→ Assignment
Lift every line from the entries that includes the word "water".

[Data to examine — start]

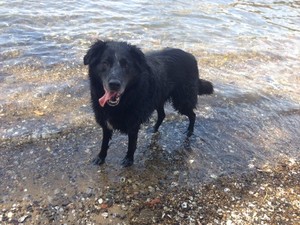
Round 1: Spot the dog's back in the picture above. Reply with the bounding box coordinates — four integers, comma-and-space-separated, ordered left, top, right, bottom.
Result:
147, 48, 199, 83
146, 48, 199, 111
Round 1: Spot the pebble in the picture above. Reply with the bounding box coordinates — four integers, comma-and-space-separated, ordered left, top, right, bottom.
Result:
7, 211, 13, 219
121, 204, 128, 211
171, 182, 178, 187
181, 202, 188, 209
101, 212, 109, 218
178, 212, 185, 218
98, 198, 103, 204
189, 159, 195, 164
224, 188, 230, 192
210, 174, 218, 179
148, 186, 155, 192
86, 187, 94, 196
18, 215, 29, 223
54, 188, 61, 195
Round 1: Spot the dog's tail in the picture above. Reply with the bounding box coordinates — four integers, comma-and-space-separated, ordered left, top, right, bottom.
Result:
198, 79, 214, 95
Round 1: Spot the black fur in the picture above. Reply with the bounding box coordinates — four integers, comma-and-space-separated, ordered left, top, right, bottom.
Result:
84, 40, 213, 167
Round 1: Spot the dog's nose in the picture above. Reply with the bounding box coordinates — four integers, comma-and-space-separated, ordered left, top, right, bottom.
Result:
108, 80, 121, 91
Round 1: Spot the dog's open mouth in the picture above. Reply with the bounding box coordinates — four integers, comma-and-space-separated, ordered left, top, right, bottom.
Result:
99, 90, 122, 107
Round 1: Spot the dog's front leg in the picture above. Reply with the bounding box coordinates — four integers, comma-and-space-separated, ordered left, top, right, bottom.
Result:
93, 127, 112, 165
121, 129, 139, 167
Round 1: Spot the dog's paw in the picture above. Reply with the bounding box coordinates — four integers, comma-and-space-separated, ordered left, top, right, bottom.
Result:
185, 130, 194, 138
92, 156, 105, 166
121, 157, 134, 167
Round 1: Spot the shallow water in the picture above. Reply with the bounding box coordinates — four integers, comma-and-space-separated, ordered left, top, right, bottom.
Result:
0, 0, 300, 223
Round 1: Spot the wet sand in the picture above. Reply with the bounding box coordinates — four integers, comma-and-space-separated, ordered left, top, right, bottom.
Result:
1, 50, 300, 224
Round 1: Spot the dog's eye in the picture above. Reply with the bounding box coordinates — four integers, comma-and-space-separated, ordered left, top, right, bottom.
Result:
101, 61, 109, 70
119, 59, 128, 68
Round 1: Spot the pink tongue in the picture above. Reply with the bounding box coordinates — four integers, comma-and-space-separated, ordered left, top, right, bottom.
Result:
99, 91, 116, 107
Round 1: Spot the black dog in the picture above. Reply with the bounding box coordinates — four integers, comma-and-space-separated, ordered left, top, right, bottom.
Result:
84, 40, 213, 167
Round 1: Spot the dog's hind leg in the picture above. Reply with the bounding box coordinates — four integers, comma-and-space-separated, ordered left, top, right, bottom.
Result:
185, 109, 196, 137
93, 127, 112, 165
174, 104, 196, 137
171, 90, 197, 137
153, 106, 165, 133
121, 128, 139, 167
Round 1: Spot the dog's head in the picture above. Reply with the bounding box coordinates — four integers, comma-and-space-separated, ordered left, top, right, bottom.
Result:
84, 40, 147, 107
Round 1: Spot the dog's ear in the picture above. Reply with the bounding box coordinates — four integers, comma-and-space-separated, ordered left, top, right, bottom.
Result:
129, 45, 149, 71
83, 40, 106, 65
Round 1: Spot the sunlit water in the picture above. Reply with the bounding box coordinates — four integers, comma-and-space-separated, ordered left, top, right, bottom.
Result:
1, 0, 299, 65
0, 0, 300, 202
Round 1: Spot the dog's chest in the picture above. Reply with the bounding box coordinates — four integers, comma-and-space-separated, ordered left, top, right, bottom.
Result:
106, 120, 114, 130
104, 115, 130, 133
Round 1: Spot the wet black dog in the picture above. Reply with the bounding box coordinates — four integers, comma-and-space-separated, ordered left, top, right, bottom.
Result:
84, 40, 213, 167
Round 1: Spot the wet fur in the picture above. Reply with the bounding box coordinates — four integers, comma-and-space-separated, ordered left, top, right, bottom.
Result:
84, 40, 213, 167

[Data to examine — finish]
[Data to examine — start]

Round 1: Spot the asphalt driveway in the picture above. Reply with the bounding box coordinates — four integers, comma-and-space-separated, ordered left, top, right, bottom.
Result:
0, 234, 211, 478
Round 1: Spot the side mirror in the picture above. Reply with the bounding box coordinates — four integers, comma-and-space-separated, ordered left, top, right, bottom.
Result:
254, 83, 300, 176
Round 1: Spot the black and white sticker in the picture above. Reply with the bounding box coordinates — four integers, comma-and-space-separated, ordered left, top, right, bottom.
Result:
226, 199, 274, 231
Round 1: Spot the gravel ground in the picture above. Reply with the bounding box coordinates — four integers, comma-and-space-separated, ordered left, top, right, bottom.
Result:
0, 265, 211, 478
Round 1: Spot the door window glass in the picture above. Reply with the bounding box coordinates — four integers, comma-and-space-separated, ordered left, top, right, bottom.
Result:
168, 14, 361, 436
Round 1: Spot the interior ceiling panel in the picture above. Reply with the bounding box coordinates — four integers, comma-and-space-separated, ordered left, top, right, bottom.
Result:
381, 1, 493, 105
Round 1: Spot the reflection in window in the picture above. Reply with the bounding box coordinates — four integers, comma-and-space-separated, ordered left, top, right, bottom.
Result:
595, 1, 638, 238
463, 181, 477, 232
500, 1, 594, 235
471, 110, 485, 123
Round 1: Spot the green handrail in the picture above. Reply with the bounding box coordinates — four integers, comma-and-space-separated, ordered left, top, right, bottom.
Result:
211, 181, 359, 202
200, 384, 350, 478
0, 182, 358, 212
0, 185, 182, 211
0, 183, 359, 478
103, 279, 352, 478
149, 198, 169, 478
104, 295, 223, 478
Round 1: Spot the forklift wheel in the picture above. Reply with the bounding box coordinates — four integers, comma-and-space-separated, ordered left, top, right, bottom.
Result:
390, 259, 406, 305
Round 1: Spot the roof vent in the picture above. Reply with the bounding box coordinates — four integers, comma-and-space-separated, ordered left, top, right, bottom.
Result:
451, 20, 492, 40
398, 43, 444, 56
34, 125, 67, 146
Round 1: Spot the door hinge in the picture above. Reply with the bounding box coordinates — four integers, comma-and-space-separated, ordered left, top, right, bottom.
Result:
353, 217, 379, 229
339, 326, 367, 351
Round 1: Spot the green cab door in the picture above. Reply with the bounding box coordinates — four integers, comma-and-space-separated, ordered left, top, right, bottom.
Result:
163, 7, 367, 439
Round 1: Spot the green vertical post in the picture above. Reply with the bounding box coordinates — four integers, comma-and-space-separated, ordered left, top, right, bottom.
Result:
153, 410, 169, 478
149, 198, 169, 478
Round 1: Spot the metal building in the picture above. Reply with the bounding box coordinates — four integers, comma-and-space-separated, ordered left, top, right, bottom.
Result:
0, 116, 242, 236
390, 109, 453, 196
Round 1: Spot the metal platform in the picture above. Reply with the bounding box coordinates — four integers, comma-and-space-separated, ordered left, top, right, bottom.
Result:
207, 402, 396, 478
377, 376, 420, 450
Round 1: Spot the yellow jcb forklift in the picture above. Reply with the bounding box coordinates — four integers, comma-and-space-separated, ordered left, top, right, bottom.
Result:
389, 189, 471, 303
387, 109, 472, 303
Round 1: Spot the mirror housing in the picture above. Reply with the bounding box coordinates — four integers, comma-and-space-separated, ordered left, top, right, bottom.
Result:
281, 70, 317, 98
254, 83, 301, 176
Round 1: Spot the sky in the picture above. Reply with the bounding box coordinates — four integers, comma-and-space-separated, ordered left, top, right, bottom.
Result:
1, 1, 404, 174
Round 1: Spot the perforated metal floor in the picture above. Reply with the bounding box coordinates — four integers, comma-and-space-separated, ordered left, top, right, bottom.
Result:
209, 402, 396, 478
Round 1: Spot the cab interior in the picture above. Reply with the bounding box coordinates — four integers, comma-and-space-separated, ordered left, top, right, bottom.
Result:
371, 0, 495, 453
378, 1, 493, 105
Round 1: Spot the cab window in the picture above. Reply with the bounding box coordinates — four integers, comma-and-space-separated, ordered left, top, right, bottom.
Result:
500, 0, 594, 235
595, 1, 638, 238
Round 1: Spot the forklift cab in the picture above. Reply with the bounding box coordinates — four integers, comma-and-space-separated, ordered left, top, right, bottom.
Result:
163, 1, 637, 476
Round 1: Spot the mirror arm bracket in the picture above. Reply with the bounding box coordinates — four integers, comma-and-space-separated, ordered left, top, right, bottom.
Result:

[Data to examine — finish]

→ Final answer
Round 1: Spot the shallow water in the picture above. Reply with the bounding box coordinates — four integers, comma-and-space-separated, ordered left, top, right, bottom.
Round 1: Spot the sunlit water in the picture above. Reply with the bounding box coordinates — four integers, comma-and-space-separated, ordered left, top, right, bottom.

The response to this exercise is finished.